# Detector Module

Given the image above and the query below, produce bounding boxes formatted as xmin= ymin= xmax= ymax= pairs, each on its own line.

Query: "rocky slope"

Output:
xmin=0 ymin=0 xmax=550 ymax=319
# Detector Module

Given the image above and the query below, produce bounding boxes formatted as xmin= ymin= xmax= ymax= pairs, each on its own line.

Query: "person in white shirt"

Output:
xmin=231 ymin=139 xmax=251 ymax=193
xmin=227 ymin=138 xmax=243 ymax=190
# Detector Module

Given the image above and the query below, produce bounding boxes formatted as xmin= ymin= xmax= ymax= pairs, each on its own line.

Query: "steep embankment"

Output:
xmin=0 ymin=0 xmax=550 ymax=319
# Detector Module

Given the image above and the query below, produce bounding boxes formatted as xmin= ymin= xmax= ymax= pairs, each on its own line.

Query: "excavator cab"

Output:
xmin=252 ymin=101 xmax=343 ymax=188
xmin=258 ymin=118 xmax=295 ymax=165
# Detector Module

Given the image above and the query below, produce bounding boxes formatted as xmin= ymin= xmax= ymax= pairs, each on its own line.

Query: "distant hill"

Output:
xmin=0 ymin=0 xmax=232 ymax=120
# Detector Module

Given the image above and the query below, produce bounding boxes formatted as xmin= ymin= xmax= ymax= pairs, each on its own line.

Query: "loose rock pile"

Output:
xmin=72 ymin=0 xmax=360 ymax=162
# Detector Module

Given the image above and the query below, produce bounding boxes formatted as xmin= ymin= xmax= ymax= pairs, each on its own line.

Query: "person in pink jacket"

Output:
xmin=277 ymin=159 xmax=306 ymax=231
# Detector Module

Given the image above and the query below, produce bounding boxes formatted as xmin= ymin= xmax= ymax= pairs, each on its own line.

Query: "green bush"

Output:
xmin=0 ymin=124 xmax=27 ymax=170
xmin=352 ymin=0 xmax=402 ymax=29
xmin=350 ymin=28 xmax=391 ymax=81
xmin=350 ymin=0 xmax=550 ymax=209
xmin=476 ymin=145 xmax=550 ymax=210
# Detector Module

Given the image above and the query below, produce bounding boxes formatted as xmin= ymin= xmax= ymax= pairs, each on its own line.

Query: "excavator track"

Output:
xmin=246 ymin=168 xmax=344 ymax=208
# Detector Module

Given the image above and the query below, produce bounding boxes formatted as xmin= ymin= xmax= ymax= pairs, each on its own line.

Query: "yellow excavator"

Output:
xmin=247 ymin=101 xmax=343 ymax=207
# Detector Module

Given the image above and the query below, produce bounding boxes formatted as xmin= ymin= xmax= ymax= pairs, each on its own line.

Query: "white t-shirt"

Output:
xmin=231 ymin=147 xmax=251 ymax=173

### [Description of the task]
Find every line above that contains the string "shirt" and copy each of those lines in full.

### [Exercise result]
Query: "person in white shirt"
Query: "white t-shirt"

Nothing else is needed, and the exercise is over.